─── Stored rows ───

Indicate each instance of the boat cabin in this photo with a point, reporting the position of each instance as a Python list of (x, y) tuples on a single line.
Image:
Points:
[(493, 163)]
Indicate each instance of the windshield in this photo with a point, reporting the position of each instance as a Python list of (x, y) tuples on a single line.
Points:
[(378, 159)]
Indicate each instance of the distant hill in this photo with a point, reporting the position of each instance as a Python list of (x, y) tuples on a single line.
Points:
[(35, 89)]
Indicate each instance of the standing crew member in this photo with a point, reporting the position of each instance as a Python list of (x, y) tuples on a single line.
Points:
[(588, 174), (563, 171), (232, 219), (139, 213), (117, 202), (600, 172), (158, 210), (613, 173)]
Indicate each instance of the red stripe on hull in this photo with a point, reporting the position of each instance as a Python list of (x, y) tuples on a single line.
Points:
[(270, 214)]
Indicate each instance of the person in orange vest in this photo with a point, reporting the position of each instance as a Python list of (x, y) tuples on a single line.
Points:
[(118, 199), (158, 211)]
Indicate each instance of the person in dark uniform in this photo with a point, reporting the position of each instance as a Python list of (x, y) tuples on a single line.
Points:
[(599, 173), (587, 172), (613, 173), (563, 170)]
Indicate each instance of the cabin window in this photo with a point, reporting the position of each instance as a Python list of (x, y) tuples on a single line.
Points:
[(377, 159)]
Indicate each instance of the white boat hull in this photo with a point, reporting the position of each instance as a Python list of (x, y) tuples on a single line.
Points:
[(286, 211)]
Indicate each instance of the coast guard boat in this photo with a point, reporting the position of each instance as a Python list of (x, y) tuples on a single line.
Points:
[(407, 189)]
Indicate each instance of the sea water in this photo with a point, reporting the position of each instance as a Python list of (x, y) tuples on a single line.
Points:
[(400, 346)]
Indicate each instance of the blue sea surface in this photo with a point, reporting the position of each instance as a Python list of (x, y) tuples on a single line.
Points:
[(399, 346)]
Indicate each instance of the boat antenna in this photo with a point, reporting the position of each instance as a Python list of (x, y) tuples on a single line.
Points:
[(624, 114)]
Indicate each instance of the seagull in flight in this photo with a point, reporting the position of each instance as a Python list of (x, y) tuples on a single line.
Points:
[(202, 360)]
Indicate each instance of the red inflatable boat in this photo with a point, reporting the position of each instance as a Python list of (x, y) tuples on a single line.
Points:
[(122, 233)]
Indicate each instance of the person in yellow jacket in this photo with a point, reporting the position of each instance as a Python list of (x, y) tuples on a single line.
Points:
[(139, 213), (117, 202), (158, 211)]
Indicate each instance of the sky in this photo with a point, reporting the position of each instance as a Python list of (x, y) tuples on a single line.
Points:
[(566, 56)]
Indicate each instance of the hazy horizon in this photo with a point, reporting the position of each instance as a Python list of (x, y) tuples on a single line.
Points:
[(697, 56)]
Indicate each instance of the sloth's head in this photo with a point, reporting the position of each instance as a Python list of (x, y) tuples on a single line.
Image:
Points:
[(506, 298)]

───

| Stated exercise |
Copy the rows again, starting with the line containing "Indicate each instance of the red inflatable" and going on through the end of the rows, and change "yellow jacket" to "yellow coat" while leaving everything else the same. Give only those lines.

| Completed task |
Indicate each instance of the red inflatable boat in this photo with a point, reporting the position of each instance as a Python list of (x, y) tuples on a single line.
Points:
[(122, 233)]
Indicate each instance of the person in yellow coat in this photo with a point, reporting the position of each instance as a Python list of (x, y) tuples on a single line.
Points:
[(139, 213), (117, 202), (158, 211)]
Indicate each instance of the sky in this photo with a point, reporting the position of each instance as a Python list of (x, y) tuples on a single line.
Points:
[(566, 56)]
Indicate each instance of the hazy horizon in this photo with a point, reporting the position of each instance as a Python list of (x, y) tuples on a single line.
Points:
[(697, 56)]
Indicate each instance of the sloth's head in this photo with a point, reporting the position of each instance as a Python list of (x, y) tuples on a single line.
Image:
Points:
[(506, 298)]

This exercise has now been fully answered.